_PAGE TEXT_:

━━━━━━━━━━━━━━━━━━━━

And it takes ages to shutdown....
Why theses messages?
today I started rc.local compatibility then I stopped it and at shutdown, I get the message: "a stop job is running for this service".... which has been stopped one hour before.... morever I was threatenned with a "no limit" menace!
Thanks for helping
On Thu, 15 Sep 2016 23:40:19 +0200 François Patte wrote:
Why theses messages?
Because systemd has a gazillion bugs like this and they are having so much fun introducing yet more bugs that they aren't remotely interested in making what they have actually work correctly.
I have noticed that sometimes you can get it to stop waiting by holding down Ctrl-Alt-Del. If it repeats long enough, systemd eventually gets the idea you'd like it to stop.
I've noticed an issue trying to shutdown when there are NFS and CIFS mounts
On Thu, Sep 15, 2016 at 5:50 PM, Tom Horsley horsley1953@gmail.com wrote:
On Thu, 15 Sep 2016 23:40:19 +0200 François Patte wrote:
Why theses messages?
Because systemd has a gazillion bugs like this and they are having so much fun introducing yet more bugs that they aren't remotely interested in making what they have actually work correctly.

━━━━━━━━━━━━━━━━━━━━

_SUPPLIED ENTRIES_:

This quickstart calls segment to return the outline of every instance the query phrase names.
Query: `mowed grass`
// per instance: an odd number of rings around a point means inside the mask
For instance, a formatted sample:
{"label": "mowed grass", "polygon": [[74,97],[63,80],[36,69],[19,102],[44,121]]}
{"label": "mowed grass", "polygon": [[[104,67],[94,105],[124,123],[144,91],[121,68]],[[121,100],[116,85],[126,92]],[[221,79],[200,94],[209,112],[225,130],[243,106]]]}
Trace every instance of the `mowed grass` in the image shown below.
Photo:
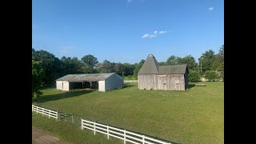
{"label": "mowed grass", "polygon": [[34,101],[43,107],[170,142],[224,143],[224,82],[197,83],[206,86],[190,83],[186,91],[140,90],[131,83],[107,92],[48,88]]}
{"label": "mowed grass", "polygon": [[106,138],[106,135],[98,133],[96,135],[91,130],[81,130],[70,122],[57,122],[55,119],[43,117],[42,114],[32,113],[32,126],[50,132],[54,136],[71,142],[73,143],[121,143],[121,139]]}

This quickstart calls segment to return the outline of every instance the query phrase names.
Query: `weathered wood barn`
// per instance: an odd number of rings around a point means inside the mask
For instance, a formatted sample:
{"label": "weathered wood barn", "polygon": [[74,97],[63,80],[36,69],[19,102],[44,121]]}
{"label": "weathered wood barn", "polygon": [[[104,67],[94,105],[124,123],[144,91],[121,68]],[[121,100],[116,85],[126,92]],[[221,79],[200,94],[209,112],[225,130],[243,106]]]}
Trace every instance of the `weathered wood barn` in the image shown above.
{"label": "weathered wood barn", "polygon": [[149,54],[138,73],[138,89],[185,90],[188,88],[186,65],[159,66]]}
{"label": "weathered wood barn", "polygon": [[121,89],[123,78],[115,73],[68,74],[56,79],[57,90],[98,89],[98,91]]}

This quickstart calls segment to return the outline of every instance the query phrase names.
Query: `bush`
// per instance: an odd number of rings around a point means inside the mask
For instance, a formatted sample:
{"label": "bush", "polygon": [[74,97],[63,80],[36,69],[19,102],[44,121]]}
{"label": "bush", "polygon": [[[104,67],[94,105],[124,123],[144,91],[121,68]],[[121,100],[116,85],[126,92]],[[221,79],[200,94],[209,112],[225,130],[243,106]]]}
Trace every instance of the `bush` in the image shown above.
{"label": "bush", "polygon": [[218,75],[214,70],[208,70],[205,73],[205,78],[209,81],[216,81],[218,78]]}
{"label": "bush", "polygon": [[198,72],[191,71],[189,74],[189,82],[198,82],[200,80],[200,77]]}

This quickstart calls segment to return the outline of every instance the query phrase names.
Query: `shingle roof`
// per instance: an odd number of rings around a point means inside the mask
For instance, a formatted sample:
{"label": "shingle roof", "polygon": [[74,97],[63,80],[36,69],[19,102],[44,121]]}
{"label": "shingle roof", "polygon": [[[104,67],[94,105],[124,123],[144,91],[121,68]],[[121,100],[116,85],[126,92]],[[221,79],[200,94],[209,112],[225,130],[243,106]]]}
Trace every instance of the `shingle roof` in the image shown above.
{"label": "shingle roof", "polygon": [[186,65],[159,66],[152,54],[149,54],[138,74],[185,74]]}
{"label": "shingle roof", "polygon": [[159,66],[158,74],[185,74],[186,65]]}
{"label": "shingle roof", "polygon": [[68,81],[74,82],[104,81],[114,74],[114,73],[67,74],[56,79],[56,81]]}
{"label": "shingle roof", "polygon": [[138,74],[158,74],[158,62],[152,54],[149,54],[142,65]]}

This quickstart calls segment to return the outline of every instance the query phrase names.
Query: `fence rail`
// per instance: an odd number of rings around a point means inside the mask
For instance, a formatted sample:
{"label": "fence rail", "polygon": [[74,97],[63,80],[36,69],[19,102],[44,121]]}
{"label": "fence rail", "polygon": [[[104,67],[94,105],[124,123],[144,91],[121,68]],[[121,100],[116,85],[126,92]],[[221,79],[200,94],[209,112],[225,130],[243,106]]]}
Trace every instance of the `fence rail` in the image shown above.
{"label": "fence rail", "polygon": [[58,111],[32,105],[32,112],[33,111],[37,112],[37,114],[40,113],[42,115],[47,115],[49,118],[51,117],[58,120]]}
{"label": "fence rail", "polygon": [[138,80],[124,80],[124,83],[134,83],[134,82],[138,82]]}
{"label": "fence rail", "polygon": [[165,142],[163,140],[150,138],[149,136],[98,123],[95,122],[90,122],[82,119],[82,117],[79,118],[70,114],[58,112],[34,105],[32,105],[32,112],[33,111],[37,112],[37,114],[40,113],[42,115],[47,115],[49,116],[49,118],[52,117],[54,118],[56,118],[58,121],[72,122],[77,126],[80,127],[82,130],[91,130],[94,132],[94,135],[96,134],[96,132],[98,132],[106,134],[108,139],[110,138],[110,136],[122,139],[125,144],[126,142],[135,144],[170,144],[170,142]]}

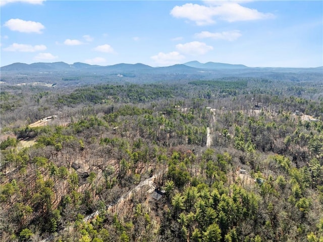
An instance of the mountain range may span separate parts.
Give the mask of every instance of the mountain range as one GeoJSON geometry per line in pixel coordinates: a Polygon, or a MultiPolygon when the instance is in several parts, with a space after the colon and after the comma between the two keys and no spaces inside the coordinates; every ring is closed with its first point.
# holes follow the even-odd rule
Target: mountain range
{"type": "Polygon", "coordinates": [[[228,70],[235,70],[241,71],[251,71],[261,69],[261,70],[287,70],[293,69],[312,70],[322,69],[322,67],[316,68],[251,68],[244,65],[234,65],[231,64],[216,62],[201,63],[196,61],[187,62],[183,64],[176,64],[173,66],[163,67],[152,67],[141,63],[134,64],[120,63],[111,66],[98,66],[89,65],[81,62],[76,62],[73,64],[68,64],[64,62],[44,63],[38,62],[27,64],[25,63],[13,63],[0,68],[2,72],[140,72],[162,73],[163,72],[192,73],[201,71],[228,70]]]}

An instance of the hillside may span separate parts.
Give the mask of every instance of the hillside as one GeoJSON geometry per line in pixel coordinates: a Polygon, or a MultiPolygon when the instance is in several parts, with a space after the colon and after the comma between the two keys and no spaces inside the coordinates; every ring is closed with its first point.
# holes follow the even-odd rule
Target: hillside
{"type": "Polygon", "coordinates": [[[322,239],[318,72],[75,65],[135,77],[2,82],[0,241],[322,239]]]}

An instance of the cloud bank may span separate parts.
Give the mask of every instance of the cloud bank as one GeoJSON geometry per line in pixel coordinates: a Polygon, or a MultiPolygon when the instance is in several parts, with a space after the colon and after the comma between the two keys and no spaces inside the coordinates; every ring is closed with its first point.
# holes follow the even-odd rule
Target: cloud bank
{"type": "MultiPolygon", "coordinates": [[[[207,3],[207,2],[206,2],[207,3]]],[[[255,20],[273,18],[271,13],[264,13],[256,9],[242,6],[236,2],[216,2],[219,5],[204,6],[186,4],[175,6],[171,11],[175,18],[187,19],[195,22],[197,25],[206,25],[216,23],[217,18],[229,22],[255,20]]]]}
{"type": "Polygon", "coordinates": [[[20,19],[11,19],[5,23],[4,26],[14,31],[38,34],[41,33],[41,30],[45,28],[45,26],[38,22],[26,21],[20,19]]]}

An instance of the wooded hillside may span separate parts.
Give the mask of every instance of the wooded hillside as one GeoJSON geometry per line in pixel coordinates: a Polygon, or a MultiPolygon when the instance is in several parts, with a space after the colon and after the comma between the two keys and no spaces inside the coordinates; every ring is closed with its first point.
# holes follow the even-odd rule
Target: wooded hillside
{"type": "Polygon", "coordinates": [[[323,241],[321,81],[5,86],[1,241],[323,241]]]}

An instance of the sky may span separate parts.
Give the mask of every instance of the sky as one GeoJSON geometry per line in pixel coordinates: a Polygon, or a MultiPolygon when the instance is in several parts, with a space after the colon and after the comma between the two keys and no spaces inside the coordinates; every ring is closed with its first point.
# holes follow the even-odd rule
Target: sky
{"type": "Polygon", "coordinates": [[[1,66],[323,66],[323,1],[0,0],[1,66]]]}

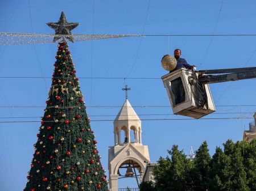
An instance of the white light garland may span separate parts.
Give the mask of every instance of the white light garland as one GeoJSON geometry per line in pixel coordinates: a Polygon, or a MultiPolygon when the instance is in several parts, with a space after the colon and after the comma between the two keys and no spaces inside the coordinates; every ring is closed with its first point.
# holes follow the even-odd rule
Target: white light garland
{"type": "Polygon", "coordinates": [[[55,36],[63,37],[73,37],[75,41],[82,41],[106,39],[116,39],[126,37],[139,37],[142,35],[44,35],[0,32],[0,45],[23,45],[33,44],[53,43],[55,36]]]}

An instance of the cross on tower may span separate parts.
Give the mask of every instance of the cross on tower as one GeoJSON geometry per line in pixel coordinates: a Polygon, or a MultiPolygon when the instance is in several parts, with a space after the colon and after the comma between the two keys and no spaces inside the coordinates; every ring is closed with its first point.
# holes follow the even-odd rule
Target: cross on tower
{"type": "Polygon", "coordinates": [[[127,91],[128,90],[131,90],[131,88],[128,88],[128,86],[127,86],[127,85],[125,85],[125,88],[122,88],[122,90],[125,90],[125,96],[126,96],[126,99],[127,99],[127,97],[128,97],[127,91]]]}

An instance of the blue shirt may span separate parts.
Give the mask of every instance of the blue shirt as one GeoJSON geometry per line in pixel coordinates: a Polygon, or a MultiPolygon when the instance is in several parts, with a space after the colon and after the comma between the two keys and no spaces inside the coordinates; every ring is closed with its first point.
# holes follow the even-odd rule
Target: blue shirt
{"type": "Polygon", "coordinates": [[[185,67],[187,69],[189,66],[191,66],[186,61],[186,60],[184,58],[179,58],[178,59],[176,59],[177,61],[177,65],[176,66],[176,67],[174,69],[174,70],[170,71],[170,73],[175,71],[177,69],[181,69],[182,67],[185,67]]]}

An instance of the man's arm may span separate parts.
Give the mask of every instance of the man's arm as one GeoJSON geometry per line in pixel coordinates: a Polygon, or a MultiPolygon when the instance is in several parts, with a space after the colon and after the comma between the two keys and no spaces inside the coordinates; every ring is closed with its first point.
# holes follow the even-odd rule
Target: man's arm
{"type": "Polygon", "coordinates": [[[196,67],[196,66],[195,65],[190,65],[188,63],[188,62],[187,62],[187,61],[184,59],[182,58],[182,64],[183,65],[183,66],[188,69],[193,69],[194,68],[194,67],[196,67]]]}

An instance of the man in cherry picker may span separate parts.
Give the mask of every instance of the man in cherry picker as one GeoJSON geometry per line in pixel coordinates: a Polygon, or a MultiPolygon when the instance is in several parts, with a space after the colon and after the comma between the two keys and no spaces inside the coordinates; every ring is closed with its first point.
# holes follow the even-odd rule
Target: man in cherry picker
{"type": "MultiPolygon", "coordinates": [[[[174,57],[177,61],[177,65],[174,70],[170,71],[170,73],[177,69],[183,67],[191,70],[196,67],[195,65],[189,65],[185,59],[180,58],[181,55],[181,50],[180,50],[180,49],[176,49],[174,50],[174,57]]],[[[166,56],[164,56],[163,58],[166,56]]],[[[182,80],[180,77],[171,81],[171,89],[174,94],[175,105],[185,101],[185,90],[184,89],[183,84],[182,84],[182,80]]]]}

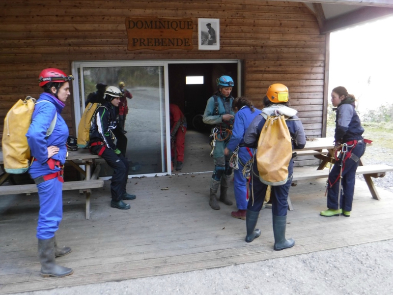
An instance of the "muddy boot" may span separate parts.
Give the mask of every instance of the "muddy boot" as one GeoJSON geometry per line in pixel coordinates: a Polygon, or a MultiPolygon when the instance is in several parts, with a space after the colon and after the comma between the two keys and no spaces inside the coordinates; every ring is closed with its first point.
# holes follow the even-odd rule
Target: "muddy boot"
{"type": "Polygon", "coordinates": [[[221,188],[220,189],[220,201],[224,203],[225,205],[228,206],[231,206],[233,203],[228,198],[228,195],[226,194],[226,191],[228,190],[227,187],[221,186],[221,188]]]}
{"type": "Polygon", "coordinates": [[[41,275],[44,277],[61,277],[74,272],[72,268],[61,266],[55,262],[55,237],[38,239],[38,257],[41,263],[41,275]]]}
{"type": "Polygon", "coordinates": [[[55,243],[55,257],[60,257],[60,256],[64,256],[69,253],[71,250],[69,247],[66,247],[63,246],[62,247],[58,247],[56,242],[56,237],[54,236],[54,243],[55,243]]]}
{"type": "Polygon", "coordinates": [[[273,215],[273,234],[274,235],[274,250],[279,250],[293,247],[295,241],[293,239],[285,238],[286,228],[286,216],[278,216],[273,215]]]}
{"type": "Polygon", "coordinates": [[[246,228],[247,230],[247,235],[246,236],[246,241],[250,243],[261,235],[261,231],[255,229],[256,223],[258,222],[259,212],[255,212],[247,210],[246,213],[246,228]]]}
{"type": "Polygon", "coordinates": [[[212,209],[214,210],[220,210],[220,206],[217,204],[217,199],[216,194],[217,193],[217,191],[215,191],[210,189],[210,200],[209,201],[209,205],[212,209]]]}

━━━━━━━━━━━━━━━━━━━━

_STATED GOAL_: In the shutdown thread, what does Tom Horsley say can sometimes make systemd stop waiting? Rely only on the shutdown thread, not on the listing.

_OUTPUT FOR THIS EXERCISE_: Holding down Ctrl-Alt-Del long enough for it to repeat.